Objective — Repeat all of the data precisely.
------ Dataset
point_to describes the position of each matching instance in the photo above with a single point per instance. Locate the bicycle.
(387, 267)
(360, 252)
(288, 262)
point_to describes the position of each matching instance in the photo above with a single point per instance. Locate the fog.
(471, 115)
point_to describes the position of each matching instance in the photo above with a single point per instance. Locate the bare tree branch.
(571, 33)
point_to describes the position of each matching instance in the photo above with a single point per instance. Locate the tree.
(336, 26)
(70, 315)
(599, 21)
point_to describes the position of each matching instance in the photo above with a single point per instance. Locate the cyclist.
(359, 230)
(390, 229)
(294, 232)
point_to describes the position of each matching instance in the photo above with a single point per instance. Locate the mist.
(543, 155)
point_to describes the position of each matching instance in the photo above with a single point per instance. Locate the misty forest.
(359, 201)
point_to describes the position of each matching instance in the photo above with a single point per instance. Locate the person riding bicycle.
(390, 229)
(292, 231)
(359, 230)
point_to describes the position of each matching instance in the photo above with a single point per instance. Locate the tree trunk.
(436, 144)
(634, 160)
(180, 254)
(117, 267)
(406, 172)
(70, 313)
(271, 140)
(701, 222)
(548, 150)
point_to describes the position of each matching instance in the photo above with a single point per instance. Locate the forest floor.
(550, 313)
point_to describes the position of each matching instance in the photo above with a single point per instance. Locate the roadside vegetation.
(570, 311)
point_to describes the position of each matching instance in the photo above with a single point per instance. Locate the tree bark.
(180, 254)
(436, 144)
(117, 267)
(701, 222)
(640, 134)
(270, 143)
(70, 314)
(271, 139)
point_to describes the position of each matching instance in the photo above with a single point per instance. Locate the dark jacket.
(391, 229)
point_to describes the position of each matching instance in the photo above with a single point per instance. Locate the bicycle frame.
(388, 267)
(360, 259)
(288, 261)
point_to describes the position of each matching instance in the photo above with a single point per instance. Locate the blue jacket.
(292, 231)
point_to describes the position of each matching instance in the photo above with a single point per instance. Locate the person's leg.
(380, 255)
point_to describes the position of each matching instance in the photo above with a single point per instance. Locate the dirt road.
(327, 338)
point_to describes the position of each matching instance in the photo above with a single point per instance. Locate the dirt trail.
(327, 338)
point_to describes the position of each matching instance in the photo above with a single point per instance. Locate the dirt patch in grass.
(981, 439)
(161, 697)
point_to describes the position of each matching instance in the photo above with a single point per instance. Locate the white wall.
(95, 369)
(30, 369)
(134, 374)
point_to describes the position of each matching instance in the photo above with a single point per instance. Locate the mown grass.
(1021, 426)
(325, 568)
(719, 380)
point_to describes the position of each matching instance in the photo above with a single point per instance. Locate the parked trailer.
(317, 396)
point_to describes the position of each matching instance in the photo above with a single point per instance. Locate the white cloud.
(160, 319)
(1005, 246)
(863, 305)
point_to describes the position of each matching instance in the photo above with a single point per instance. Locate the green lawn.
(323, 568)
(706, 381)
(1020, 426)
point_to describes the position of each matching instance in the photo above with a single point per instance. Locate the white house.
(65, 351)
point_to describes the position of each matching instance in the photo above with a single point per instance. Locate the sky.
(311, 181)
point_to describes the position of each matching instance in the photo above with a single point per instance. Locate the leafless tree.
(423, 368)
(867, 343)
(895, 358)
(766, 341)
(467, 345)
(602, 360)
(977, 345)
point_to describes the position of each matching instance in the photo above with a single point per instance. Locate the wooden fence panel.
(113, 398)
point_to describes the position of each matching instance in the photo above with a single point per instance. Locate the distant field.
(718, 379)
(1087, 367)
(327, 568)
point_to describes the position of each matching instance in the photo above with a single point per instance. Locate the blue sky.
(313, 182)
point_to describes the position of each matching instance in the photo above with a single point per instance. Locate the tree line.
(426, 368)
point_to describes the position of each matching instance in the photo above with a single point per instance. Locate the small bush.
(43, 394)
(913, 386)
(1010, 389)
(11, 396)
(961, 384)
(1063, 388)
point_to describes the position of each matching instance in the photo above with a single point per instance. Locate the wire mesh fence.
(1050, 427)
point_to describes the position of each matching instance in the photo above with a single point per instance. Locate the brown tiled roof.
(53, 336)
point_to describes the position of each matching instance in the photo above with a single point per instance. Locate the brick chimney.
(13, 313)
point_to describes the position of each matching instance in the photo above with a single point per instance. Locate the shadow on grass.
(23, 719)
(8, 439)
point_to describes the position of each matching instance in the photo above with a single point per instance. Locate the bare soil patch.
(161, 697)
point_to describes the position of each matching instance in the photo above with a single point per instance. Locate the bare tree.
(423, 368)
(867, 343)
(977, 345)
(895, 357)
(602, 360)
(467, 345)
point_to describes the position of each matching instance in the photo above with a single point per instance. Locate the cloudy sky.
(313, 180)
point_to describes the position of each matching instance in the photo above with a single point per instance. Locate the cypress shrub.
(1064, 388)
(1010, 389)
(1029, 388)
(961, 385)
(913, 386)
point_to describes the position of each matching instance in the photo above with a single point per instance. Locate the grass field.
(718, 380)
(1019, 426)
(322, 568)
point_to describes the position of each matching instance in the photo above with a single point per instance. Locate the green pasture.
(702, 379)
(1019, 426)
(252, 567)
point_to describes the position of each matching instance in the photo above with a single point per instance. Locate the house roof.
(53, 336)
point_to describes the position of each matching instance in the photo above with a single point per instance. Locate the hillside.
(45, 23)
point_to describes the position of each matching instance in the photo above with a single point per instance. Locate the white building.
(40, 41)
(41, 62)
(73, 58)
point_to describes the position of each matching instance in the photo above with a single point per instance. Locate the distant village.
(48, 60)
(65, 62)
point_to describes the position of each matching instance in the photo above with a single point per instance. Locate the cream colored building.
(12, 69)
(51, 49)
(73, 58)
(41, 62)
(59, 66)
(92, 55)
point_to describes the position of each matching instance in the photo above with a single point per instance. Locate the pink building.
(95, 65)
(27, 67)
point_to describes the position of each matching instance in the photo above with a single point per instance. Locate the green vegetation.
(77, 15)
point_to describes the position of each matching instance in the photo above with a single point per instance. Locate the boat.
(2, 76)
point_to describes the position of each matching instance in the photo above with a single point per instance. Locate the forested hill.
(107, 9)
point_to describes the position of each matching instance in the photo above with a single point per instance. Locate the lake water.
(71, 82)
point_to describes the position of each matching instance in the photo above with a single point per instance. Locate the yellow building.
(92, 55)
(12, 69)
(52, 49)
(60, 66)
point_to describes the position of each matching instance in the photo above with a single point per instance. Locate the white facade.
------------
Output of the exercise —
point_to describes the position of each matching instance in the photo above with a single point per instance. Locate the bicycle.
(387, 267)
(360, 252)
(288, 262)
point_to describes the position of each matching instance in the photo above with a single point per instance. Locate the fog.
(471, 115)
point_to describes the position of each matching instance in the photo above with a single point per instance. Locate the bare tree branch.
(571, 33)
point_to describes the position of each matching instance in the photo above with a single point per instance. Locate the tree.
(336, 26)
(70, 315)
(599, 21)
point_to describes the position of each matching instance in the photo above with a single point per instance. Locate the cyclist.
(359, 230)
(390, 229)
(294, 232)
point_to describes the position of each matching instance in the photo above with a single point per instance. Locate the mist.
(543, 155)
point_to describes the position of each matching instance in the photo above with a single point per instance. Locate the misty forest.
(359, 201)
point_to describes the position of each matching instance in the photo above with a single point per instance. Locate the person riding bicycle.
(390, 229)
(292, 231)
(359, 230)
point_to describes the position of each matching instance in the photo above with a single point per instance. Locate the tree trunk.
(436, 144)
(634, 160)
(180, 254)
(117, 267)
(406, 172)
(70, 313)
(271, 140)
(701, 222)
(548, 150)
point_to describes the position of each matching instance in the photo above with a single point per instance. Locate the forest floor.
(550, 313)
point_to describes the position of each matching instance in the photo above with a single point per instance. Locate the roadside vegetation.
(570, 311)
point_to describes the position of each matching instance in the photo above with a single point per instance. Locate the tree bark.
(180, 254)
(436, 144)
(117, 267)
(701, 222)
(640, 134)
(270, 143)
(70, 314)
(271, 139)
point_to describes the position of each matching instance in the photo above with a single point per instance. Locate the dark jacket.
(391, 229)
point_to describes the position of each matching instance in the photo above with a single point per instance. Locate the bicycle frame.
(388, 267)
(360, 259)
(288, 261)
point_to describes the position of each matching instance in the photo above with a single point per instance. Locate the blue jacket.
(292, 231)
point_to describes the position of each matching instance in the photo above with a single point per instance. Locate the person's leg.
(380, 255)
point_to describes the position of each matching instance in the photo above with a single point per instance. Locate the dirt road.
(327, 338)
point_to describes the position of each matching instance in the photo above with a single point per instance. Locate the dirt trail.
(327, 338)
point_to describes the position of each matching instance in the photo above with a single point per instance. Locate the dirt patch in grass.
(981, 439)
(161, 697)
point_to describes the position of each matching instance in the photo above with a single point per instance. Locate the white wall.
(95, 369)
(30, 369)
(134, 374)
point_to describes the position of each matching instance in the photo above with a single point per instance. Locate the mown grass.
(1021, 426)
(325, 568)
(719, 380)
point_to describes the position of each matching instance in the photo above with a single point per instance. Locate the parked trailer.
(317, 396)
point_to describes the position of each matching instance in the photo above with a single point per instance. Locate the white cloud.
(160, 319)
(1005, 246)
(863, 305)
point_to describes the position of each matching instance in the photo above with a single point per instance. Locate the green lawn.
(323, 568)
(706, 381)
(1020, 426)
point_to describes the position of each matching instance in the photo above with a single point per instance. Locate the white house.
(65, 351)
point_to describes the position of each matching instance in the photo above with a single point per instance. Locate the sky.
(311, 181)
point_to describes the position of each matching instance in the photo above with a single point per instance. Locate the leafless tree.
(423, 368)
(867, 343)
(895, 358)
(766, 341)
(467, 345)
(602, 360)
(977, 345)
point_to describes the position of each matching instance in the photo above with a single point per instance. Locate the wooden fence panel.
(113, 398)
point_to describes the position of each matching instance in the photo above with a single point per instance. Locate the distant field.
(718, 379)
(1087, 367)
(327, 568)
point_to describes the position of each matching instance in the photo above with a single point per instance. Locate the blue sky.
(313, 182)
point_to describes the position of each matching instance in the photo above with a single point per instance. Locate the tree line.
(426, 368)
point_to describes the position of each matching instance in the photo above with a single point per instance. Locate the small bush.
(43, 394)
(913, 386)
(1010, 389)
(11, 396)
(961, 384)
(1063, 388)
point_to describes the position of each matching instance in the photo above with a single point per instance. Locate the wire mesh fence.
(1050, 427)
point_to describes the position of each matching instance in the photo above with a single point per instance. Locate the brown tiled roof.
(53, 336)
point_to describes the position of each matching instance in the photo above with a single point per instance. Locate the brick chimney.
(13, 313)
point_to describes the position of each matching instance in the photo above with a single point per instance. Locate the shadow on grass.
(23, 719)
(8, 439)
point_to describes the position of each matching instance in the photo above with a single point per instance. Locate the bare soil patch.
(161, 697)
point_to describes the position of each matching instance in the photo above with a single point per instance. Locate the bare tree.
(423, 368)
(867, 343)
(977, 345)
(895, 357)
(602, 360)
(467, 345)
point_to describes the position of each matching instance in the photo above with a single point per instance. Locate the cloudy sky.
(313, 180)
point_to describes the position of each matching instance in the photo above with a single point per instance. Locate the cypress shrub.
(1064, 388)
(1010, 389)
(1029, 388)
(961, 385)
(913, 386)
point_to describes the position of each matching instance in the photo above with a single point per instance. Locate the grass field.
(718, 380)
(1019, 426)
(322, 568)
point_to describes the position of each matching instance in the photo above with a single point per instance. Locate the green pasture.
(702, 379)
(1019, 426)
(252, 567)
point_to describes the position of each matching instance in the photo above with a single point per instance. Locate the house roof.
(53, 336)
point_to describes the position of each matching instance in the photo above with a single point per instance. Locate the hillside.
(45, 23)
point_to describes the position of each matching instance in the photo above with a single point per instance. Locate the white building.
(40, 41)
(41, 62)
(73, 58)
point_to describes the position of each matching instance in the photo above with a single point per instance. Locate the distant village.
(48, 60)
(65, 62)
point_to describes the position of each matching instance in the photo above with a single point per instance. Locate the cream colored building.
(12, 69)
(51, 49)
(73, 58)
(41, 62)
(59, 66)
(92, 55)
point_to describes the position of each matching instance in the photo above with a single point per instance. Locate the pink building.
(95, 65)
(27, 67)
point_to describes the position of each matching instance in the photo above with a single point per instance. Locate the green vegetation.
(77, 15)
point_to describes the position of each matching instance in the photo above with a single point per instance. Locate the boat.
(2, 76)
point_to describes the position of each matching instance in the photo above with a single point per instance. Locate the forested hill.
(107, 9)
point_to describes the position of each matching instance in the photo above with a single point per instance. Locate the lake water.
(71, 82)
point_to describes the position of each matching instance in the photo above with a single point per instance. Locate the yellow building.
(92, 55)
(12, 69)
(52, 49)
(60, 66)
point_to describes the position of each matching instance in the photo above with a single point per instance. Locate the white facade.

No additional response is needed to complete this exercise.